* **PASSAGE TO READ**
⟨
| Standing on the Shoulders of Giants
NE Ridge Ascent - Summit Ski Descent of Landry Line - GradeV D20 R5
Maroon Lake Basecamp
Crew: Adimmen, doumall
Sleep is tough when you have something planned like the Landry Line. I lay thinking in my sleeping bag about what lay in store for me the following day. Was I capable of this? Did I belong on a such a seldom skied route? Would the snow cooperate? So many questions… need to get some sleep. Eventually I did fall into that black hole which leaves no memory of its passage.
After a hot breakfast and some quick prep work, we were on our way along the banks of Maroon Lake toward Pyramid Peak. The moon was setting but still lit up the Bells enough to give that familiar feeling of this place; your on another planet.
We used a very efficient couloir stretching from the valley floor up into the stunning amphitheater below Pyramid's north face. The Elks are fantastically steep mountains. Not an hour after leaving camp and only several hundred feet above Maroon Creek we were booting up perfect snow on mid to high 40 degree terrain. The couloir makes its way through cliffbands and then opens up and mellows out through sparse trees. Andy took charge of the upper section here, pounding out hundreds of steps in the firm snow.
The reward for these steps was a look upon a stunning mountain, a mountain which was waking for just another day in its seemingly enternal life. Andy gets first sight of the goal:
The skins went back on the sticks for the tour below the North Face.
Pictures do little to portray the impressive nature of this high alpine wall. Has it been climbed? Herman Buhl would have certainly tested his might on this face, perhaps in his bedroom slippers.
This slot stretching up to the NW ridge is intruiging, any alpine climbers out there?
A look at the couloir we used to escape the amphitheater and gain the NE ridge.
The apron was full of refrozen avalanche debris. The snow was once again perfect for booting down low.
Wow, it felt like winter this morning, a blessing from the mountain gods. We knew the snow pack was locked up tight and the key had been swallowed for good measure. Digestion wouldn't yield its freedom without a strong push and a healthy does of sunbathing.
We decided instead of heading straight for the ridge, we would take a right and ascend a secondary steep couloir for some warmup.
A rock move through here provided plenty of natural stimulant on a brisk morning.
The very last 40 feet before topping out on the ridge was pretty steep.
Your psyche always changes when greeting your first sunlight of the day.
As if the task ahead wasn't enough reason to switch from Dr. Jekyll into Mr. Hyde:
A magnificent climb this Pyramid Peak presents.
I enjoyed climbing along this ridge more than anything else I have done in the mountains.
An incredibly dangerous place this would be without frozen conditions. You are often climbing directly on top of large overhanging snow sculptures.
Often times, upon looking straight up into the sky to look for a passing Cessna, all you see is your climbing partner:
It can be hard to focus with such beauty all around you…
At one point, there was barely room for both my feet on the top of the snow fin. An axe plant was not in the cards. A notch in the ridge is the final bridge to the steep face climbing ahead.
Note the cornices below Andy's perch:
A group of skiers and a solo snowboarder had completed the line five days and one snowstorm before us. A few of their turns were apparent on the face but their booter was gone. Making your own unaided progress up a route like this adds to the excitement. Looking straight ahead…
..and straight at Castle Peak…
…and down at Adimmen.
⟩
* **DATASET CONTENT**
⟨
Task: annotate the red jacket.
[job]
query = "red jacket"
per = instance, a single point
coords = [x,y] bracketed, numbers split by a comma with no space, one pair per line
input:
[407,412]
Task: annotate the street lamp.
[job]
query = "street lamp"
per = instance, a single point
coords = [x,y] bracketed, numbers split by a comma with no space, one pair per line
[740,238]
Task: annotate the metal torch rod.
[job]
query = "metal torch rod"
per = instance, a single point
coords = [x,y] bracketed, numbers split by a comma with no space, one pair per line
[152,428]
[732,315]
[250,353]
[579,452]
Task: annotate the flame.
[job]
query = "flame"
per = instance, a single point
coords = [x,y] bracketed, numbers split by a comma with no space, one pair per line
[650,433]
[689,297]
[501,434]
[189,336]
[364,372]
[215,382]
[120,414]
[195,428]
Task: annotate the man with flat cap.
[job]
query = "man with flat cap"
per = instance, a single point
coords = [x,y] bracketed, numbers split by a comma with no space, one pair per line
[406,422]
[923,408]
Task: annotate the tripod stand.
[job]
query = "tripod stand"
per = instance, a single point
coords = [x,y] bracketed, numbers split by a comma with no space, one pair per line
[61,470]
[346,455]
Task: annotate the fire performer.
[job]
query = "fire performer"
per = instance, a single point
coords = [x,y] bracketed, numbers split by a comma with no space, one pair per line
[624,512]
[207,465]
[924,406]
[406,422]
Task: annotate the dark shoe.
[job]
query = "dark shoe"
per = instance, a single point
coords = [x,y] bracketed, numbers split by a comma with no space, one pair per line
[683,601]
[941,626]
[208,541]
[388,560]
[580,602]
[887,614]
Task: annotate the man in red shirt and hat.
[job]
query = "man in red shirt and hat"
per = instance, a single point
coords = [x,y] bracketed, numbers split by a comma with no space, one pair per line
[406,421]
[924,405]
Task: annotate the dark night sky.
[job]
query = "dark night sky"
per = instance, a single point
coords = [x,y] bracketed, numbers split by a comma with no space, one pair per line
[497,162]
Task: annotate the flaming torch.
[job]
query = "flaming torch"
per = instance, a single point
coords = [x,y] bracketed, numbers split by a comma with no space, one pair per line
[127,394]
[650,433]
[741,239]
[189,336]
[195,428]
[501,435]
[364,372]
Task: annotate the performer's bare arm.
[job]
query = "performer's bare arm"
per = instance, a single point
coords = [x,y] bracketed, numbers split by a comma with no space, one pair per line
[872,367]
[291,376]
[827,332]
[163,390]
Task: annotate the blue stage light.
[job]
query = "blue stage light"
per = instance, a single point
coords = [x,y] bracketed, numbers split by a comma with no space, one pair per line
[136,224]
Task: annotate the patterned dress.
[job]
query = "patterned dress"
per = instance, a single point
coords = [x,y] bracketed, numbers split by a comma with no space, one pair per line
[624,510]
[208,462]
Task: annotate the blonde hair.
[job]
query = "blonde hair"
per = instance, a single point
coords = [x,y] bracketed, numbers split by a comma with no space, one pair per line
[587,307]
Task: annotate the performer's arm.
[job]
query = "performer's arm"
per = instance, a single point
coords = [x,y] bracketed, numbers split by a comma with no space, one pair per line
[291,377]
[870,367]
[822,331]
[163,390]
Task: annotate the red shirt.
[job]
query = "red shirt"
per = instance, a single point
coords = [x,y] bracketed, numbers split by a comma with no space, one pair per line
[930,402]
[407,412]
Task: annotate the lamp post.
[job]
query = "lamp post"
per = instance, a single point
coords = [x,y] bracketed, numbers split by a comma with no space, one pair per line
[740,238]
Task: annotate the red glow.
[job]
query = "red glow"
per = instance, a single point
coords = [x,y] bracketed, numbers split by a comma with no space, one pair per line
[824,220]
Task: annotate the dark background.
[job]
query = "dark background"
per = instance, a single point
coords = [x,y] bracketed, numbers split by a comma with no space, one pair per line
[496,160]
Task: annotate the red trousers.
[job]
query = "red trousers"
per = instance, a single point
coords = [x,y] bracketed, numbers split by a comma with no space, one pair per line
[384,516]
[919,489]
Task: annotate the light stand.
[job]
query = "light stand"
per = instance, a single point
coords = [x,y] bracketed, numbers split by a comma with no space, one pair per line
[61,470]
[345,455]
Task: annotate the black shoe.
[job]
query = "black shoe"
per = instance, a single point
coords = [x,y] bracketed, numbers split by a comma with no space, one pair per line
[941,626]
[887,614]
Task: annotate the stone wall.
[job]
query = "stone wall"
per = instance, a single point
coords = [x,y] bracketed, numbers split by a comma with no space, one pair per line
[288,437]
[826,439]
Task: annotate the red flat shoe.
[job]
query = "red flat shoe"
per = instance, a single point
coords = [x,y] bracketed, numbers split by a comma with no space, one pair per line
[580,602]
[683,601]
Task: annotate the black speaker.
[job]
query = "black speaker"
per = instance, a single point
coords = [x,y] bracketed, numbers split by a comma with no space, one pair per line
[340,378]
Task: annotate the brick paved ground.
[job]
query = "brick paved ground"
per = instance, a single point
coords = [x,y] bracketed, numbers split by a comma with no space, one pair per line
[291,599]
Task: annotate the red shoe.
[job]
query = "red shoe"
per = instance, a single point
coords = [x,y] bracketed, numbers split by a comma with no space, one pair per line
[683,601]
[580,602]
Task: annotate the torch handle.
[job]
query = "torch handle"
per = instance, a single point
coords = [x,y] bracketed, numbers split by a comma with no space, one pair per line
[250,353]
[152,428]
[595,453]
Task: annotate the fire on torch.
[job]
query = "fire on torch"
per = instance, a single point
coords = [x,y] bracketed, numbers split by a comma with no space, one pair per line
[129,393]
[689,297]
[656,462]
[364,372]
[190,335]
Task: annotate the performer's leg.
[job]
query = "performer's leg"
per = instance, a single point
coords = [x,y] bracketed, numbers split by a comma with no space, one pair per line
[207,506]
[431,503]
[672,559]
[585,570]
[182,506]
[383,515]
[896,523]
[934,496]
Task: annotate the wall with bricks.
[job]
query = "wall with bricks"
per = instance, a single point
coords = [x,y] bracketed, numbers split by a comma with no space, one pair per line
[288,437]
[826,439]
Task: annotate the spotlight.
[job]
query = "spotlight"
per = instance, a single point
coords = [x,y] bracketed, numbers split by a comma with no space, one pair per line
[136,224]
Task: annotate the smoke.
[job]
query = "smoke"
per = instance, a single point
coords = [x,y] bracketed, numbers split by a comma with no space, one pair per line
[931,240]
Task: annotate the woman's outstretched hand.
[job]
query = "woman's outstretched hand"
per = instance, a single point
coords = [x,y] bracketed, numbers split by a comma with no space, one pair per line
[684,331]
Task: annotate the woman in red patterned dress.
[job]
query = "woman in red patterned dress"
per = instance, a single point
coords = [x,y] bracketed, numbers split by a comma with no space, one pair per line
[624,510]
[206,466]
⟩
⟨
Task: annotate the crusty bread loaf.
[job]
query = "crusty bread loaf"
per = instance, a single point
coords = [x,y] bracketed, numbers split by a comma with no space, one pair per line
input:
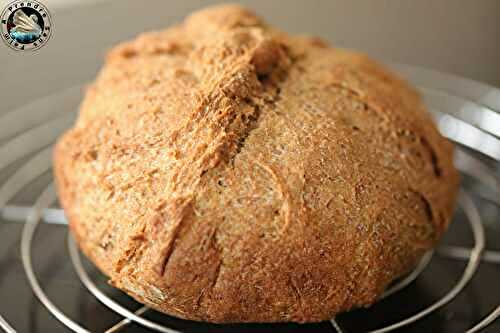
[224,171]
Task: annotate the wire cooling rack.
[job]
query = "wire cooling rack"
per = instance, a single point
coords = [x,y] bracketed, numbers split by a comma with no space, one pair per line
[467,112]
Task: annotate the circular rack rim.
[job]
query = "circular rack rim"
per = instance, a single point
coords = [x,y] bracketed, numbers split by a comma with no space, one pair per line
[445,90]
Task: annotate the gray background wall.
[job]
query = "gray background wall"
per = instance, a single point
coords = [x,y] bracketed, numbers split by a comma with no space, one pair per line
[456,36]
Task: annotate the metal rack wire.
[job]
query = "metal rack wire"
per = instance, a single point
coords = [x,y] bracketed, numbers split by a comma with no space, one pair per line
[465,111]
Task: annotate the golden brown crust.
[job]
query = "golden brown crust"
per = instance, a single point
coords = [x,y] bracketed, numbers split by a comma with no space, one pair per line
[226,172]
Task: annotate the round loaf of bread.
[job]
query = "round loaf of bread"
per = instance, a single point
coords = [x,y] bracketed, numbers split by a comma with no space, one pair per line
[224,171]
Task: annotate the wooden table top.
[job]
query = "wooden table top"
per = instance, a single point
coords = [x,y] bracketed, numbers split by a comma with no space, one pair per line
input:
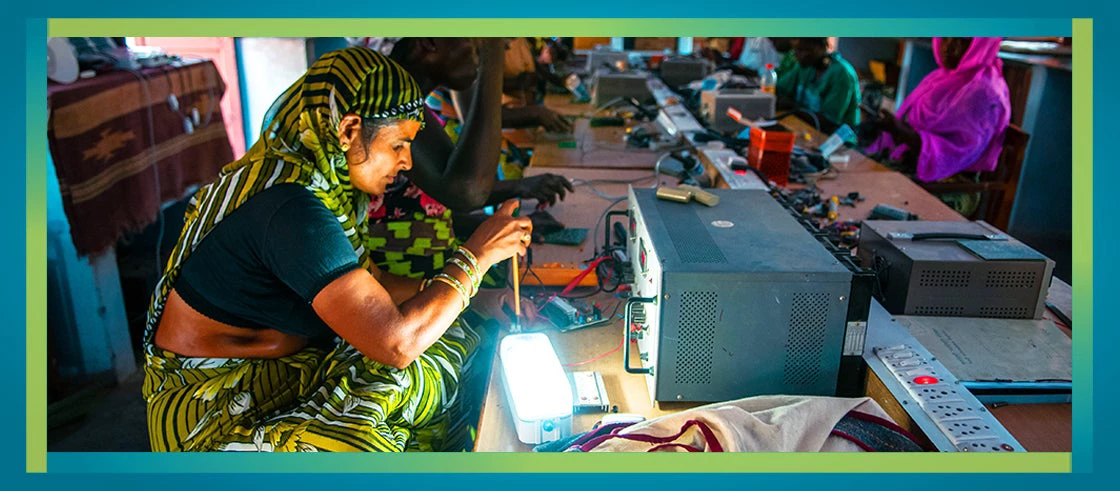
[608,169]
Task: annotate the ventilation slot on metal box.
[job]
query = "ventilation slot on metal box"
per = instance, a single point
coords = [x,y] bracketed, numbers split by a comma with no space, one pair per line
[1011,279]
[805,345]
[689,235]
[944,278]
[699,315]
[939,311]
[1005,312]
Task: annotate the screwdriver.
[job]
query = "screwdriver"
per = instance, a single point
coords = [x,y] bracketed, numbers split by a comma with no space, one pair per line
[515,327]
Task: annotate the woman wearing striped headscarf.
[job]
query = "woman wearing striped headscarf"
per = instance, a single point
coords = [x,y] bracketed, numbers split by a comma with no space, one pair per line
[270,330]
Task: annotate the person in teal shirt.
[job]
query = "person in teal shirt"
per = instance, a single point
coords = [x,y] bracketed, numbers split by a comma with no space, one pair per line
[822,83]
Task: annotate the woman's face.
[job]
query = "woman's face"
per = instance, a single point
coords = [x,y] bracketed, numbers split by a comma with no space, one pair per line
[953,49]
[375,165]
⟩
⟨
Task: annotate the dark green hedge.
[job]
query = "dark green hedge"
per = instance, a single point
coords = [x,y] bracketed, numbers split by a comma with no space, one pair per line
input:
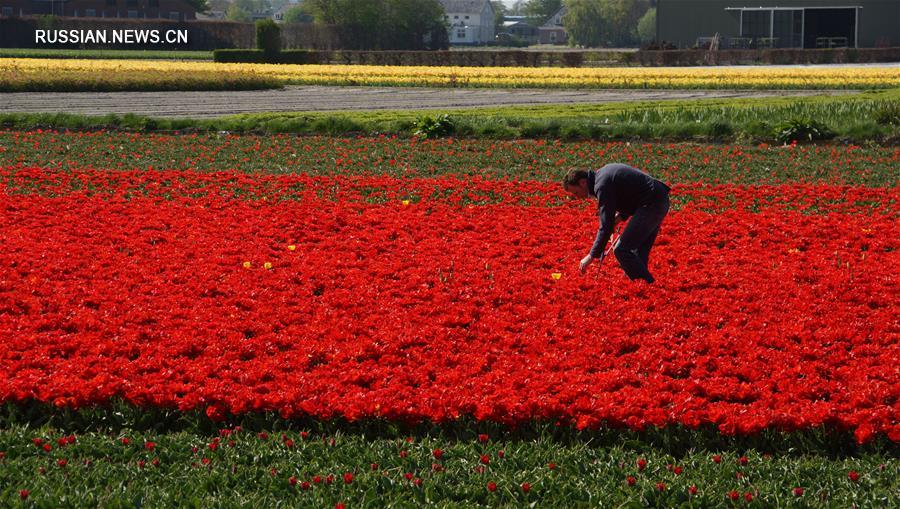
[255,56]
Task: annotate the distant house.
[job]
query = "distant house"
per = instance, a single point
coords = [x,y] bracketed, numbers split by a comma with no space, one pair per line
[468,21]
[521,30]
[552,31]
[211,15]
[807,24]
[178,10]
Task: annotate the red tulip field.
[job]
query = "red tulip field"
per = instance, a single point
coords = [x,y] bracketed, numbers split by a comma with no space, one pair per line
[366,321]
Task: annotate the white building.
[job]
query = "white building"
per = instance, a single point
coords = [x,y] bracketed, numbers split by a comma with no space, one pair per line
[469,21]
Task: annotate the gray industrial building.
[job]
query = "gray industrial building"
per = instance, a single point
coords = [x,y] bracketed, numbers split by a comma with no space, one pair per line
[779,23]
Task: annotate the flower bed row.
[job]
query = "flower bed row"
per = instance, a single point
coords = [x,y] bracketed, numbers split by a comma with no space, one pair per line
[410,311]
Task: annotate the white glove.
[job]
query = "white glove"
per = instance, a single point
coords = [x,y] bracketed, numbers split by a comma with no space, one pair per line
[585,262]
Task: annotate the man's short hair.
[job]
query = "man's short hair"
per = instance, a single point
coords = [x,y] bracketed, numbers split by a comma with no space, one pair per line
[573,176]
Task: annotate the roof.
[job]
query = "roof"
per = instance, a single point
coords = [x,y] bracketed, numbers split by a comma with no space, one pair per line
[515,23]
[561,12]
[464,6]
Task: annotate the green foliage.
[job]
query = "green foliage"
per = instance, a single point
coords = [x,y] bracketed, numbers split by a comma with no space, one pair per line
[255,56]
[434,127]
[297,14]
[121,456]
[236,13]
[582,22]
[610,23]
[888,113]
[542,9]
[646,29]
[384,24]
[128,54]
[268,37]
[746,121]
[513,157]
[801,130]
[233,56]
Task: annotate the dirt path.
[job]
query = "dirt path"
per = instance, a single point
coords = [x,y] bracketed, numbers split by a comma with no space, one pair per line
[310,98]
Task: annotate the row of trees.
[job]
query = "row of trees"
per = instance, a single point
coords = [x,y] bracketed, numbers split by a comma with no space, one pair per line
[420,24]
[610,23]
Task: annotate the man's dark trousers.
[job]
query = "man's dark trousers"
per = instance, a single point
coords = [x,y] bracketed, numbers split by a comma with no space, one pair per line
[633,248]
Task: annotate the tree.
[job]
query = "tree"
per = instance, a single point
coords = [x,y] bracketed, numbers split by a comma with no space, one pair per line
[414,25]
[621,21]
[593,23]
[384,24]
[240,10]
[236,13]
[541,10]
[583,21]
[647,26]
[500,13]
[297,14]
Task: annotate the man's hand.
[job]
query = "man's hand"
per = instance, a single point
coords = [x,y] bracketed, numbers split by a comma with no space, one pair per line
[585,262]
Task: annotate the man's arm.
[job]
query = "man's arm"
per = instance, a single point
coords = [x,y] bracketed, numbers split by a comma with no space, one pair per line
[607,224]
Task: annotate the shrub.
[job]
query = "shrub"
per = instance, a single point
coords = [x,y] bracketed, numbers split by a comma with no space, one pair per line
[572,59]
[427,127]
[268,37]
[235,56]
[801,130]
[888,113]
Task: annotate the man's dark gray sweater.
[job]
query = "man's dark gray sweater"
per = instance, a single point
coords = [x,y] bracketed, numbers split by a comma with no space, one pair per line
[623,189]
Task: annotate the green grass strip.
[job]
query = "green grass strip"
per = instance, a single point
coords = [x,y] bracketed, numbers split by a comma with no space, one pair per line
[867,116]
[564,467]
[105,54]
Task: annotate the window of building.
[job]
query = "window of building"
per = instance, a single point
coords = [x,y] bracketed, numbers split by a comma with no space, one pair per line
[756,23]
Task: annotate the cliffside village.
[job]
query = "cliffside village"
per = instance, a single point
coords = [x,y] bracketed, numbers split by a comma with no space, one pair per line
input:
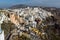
⟩
* **TASKS FOR THIS EXERCISE**
A – Write out the stretch of the Pyramid Peak trip report from "The apron was" through "for some warmup.".
B – In the Pyramid Peak trip report, list every question the narrator asks while lying awake in the sleeping bag the night before the climb.

* **SOLUTIONS TO THE PROBLEMS**
A –
The apron was full of refrozen avalanche debris. The snow was once again perfect for booting down low.
Wow, it felt like winter this morning, a blessing from the mountain gods. We knew the snow pack was locked up tight and the key had been swallowed for good measure. Digestion wouldn't yield its freedom without a strong push and a healthy does of sunbathing.
We decided instead of heading straight for the ridge, we would take a right and ascend a secondary steep couloir for some warmup.

B –
Was I capable of this?
Did I belong on a such a seldom skied route?
Would the snow cooperate?